TEXT SHOWN
## start

The great thing about the worlds of St. Trinian’s and Molesworth — and why we kids loved them — was they showed life in an English school as an only slightly more darkly exaggerated version of the reality as we knew it, a Darwinian jungle with useless teachers trying to keep a lid on total anarchy. I was a bully-hating daydreamer like Nigel Molesworth (though with better spelling I hope) and we all joked and sang songs about setting the school on fire the way the St. Trinian’s girls did.

Searle was a legend to me, one of the greatest illustrators — hell, artists even – that England has ever produced. As any fule kno.

Download: Three Cheers For Our Side – Orange Juice (mp3)

If The Kids Are United


This picture from the kid’s TV quiz show Top of The Form is like a snapshot of English society and the social upheavals of the 60s and 70s. On the top row are pupils from an Aberdeen grammar school with their smart blazers and ties and neat, shiny hair (probably with shiny shoes too) who look like they’ll grow up to be Tory cabinet ministers. On the bottom are long-haired kids from the (in)famous Holland Park Comprehensive which at the time symbolized modern liberal ideas in education about doing away with the stuffy old grammar schools and replacing them with a supposedly more egalitarian system — and obviously a more relaxed attitude toward uniforms and hair. You can almost feel the class tension between the two rows of kids, though in this case it’s the smartly turned-out grammar schoolers who were more likely to be working class than their counterparts from that particular comprehensive.

## end

MATERIAL SHOWN
## start

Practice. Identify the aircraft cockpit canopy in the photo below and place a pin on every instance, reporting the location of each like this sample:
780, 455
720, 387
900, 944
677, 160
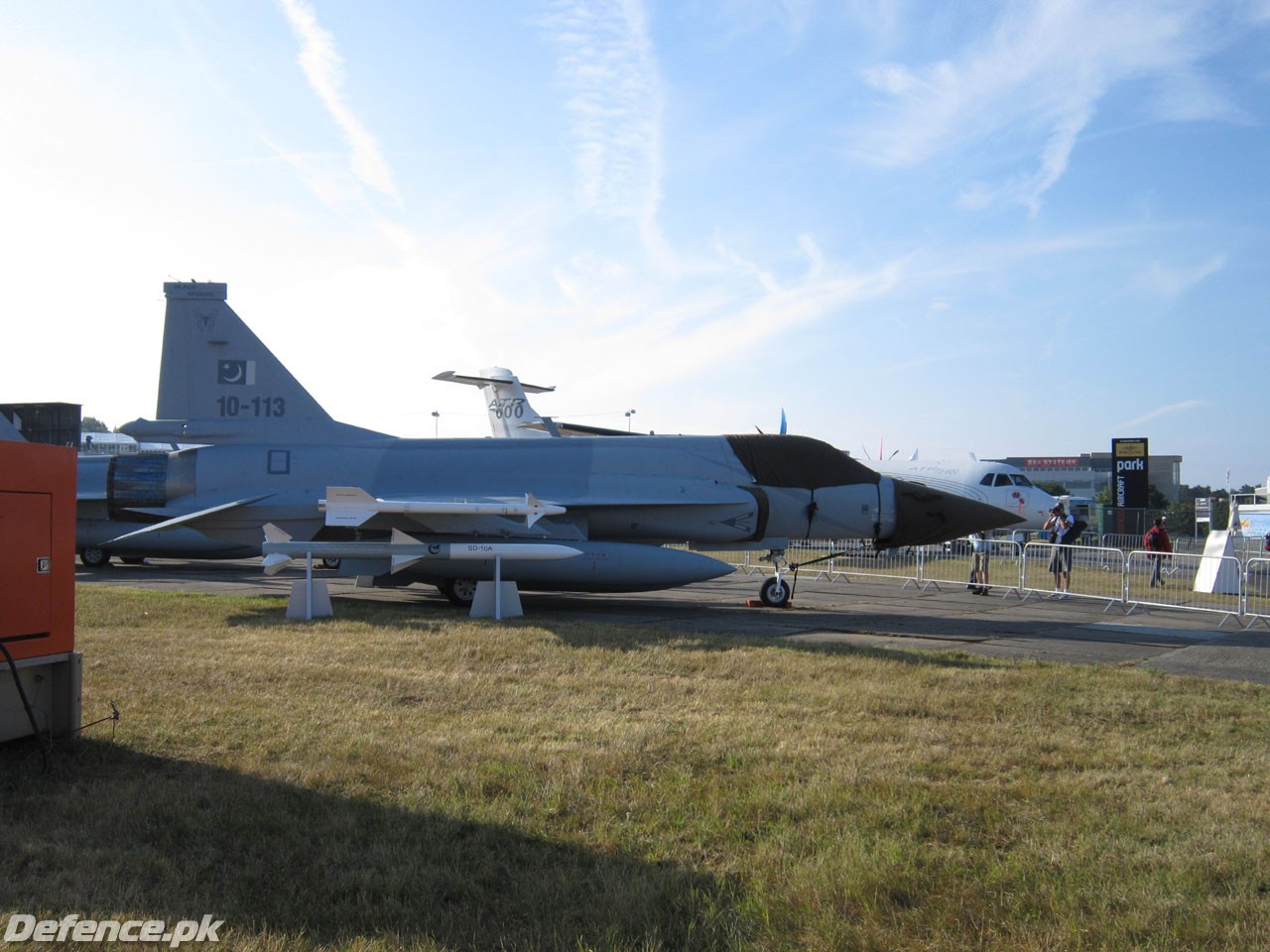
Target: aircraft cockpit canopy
1005, 479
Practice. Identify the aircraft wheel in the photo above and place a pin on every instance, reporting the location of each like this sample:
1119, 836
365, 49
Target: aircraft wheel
94, 557
775, 593
460, 592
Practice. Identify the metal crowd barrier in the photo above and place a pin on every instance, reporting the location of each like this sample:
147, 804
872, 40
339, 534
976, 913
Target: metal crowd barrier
952, 566
1256, 592
1167, 580
1095, 572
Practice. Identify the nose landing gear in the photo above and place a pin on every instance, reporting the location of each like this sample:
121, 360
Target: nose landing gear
776, 592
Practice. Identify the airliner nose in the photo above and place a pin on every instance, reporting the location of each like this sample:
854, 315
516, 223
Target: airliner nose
925, 516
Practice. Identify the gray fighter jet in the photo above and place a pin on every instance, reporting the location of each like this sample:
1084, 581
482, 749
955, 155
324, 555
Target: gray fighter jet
617, 502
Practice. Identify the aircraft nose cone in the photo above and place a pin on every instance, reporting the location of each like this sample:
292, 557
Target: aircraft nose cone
925, 516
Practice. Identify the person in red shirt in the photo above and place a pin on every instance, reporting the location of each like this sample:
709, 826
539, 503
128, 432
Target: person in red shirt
1156, 540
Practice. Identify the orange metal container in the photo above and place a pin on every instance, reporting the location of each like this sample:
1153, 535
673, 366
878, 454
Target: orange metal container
37, 548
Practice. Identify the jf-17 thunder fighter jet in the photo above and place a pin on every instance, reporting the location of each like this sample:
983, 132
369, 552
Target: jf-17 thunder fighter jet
426, 507
993, 483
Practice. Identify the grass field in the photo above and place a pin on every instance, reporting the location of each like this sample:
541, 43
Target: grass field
403, 777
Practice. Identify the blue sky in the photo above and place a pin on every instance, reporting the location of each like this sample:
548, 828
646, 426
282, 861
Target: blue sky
1003, 229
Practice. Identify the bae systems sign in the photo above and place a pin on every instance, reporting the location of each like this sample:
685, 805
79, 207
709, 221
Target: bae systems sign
1129, 457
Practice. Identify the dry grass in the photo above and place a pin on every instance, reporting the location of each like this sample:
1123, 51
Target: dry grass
403, 777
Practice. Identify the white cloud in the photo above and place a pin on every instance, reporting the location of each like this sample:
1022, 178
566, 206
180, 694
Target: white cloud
1039, 77
1161, 412
1173, 282
322, 67
616, 103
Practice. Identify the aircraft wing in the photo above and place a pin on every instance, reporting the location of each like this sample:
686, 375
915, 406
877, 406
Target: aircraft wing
187, 518
352, 507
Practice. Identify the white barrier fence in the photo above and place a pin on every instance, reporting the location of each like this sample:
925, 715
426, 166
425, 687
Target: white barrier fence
1228, 587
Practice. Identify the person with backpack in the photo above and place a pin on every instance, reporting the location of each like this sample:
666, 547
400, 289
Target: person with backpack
1060, 525
1156, 540
979, 547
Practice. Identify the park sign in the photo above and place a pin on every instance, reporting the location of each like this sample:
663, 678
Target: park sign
1130, 472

## end

EXERCISE REQUIREMENTS
- A) In the text about English schools, reproduce everything from "The great thing" down to "any fule kno.".
- B) According to the text about English schools, why did the writer and other kids love the worlds of St. Trinian's and Molesworth? Answer in one to three sentences.
- C) Answer these questions from the text about English schools:
(i) What city was the grammar school on the top row of the picture from?
(ii) Which school did the long-haired kids on the bottom row come from?
(iii) Which character does the writer say they resembled as a bully-hating daydreamer?
The rows were taken from a different source than the text about English schools.

RESULTS IN ORDER
- A)
The great thing about the worlds of St. Trinian’s and Molesworth — and why we kids loved them — was they showed life in an English school as an only slightly more darkly exaggerated version of the reality as we knew it, a Darwinian jungle with useless teachers trying to keep a lid on total anarchy. I was a bully-hating daydreamer like Nigel Molesworth (though with better spelling I hope) and we all joked and sang songs about setting the school on fire the way the St. Trinian’s girls did.

Searle was a legend to me, one of the greatest illustrators — hell, artists even – that England has ever produced. As any fule kno.

- B) They loved those worlds because they showed life in an English school as only a slightly more darkly exaggerated version of the reality they knew. School appeared there as a Darwinian jungle, with useless teachers trying to keep a lid on total anarchy.

- C)
(i) Aberdeen
(ii) Holland Park Comprehensive
(iii) Nigel Molesworth